§ Set problem:
Count the lines in the listing below that contain the string "with", and give only that number.

## Start

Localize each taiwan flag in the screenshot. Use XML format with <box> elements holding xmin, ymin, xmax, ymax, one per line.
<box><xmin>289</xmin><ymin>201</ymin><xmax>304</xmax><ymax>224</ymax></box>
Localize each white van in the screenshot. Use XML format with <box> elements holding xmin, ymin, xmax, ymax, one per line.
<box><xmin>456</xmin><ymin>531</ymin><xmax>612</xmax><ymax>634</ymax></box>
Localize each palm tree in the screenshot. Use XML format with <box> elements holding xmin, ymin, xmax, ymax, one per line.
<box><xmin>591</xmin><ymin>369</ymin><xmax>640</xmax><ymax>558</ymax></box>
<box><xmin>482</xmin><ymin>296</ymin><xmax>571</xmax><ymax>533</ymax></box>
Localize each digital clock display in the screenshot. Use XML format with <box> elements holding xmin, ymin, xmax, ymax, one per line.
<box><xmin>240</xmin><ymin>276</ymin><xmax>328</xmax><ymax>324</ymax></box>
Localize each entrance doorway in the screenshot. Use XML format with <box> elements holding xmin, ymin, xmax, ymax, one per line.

## End

§ Result below:
5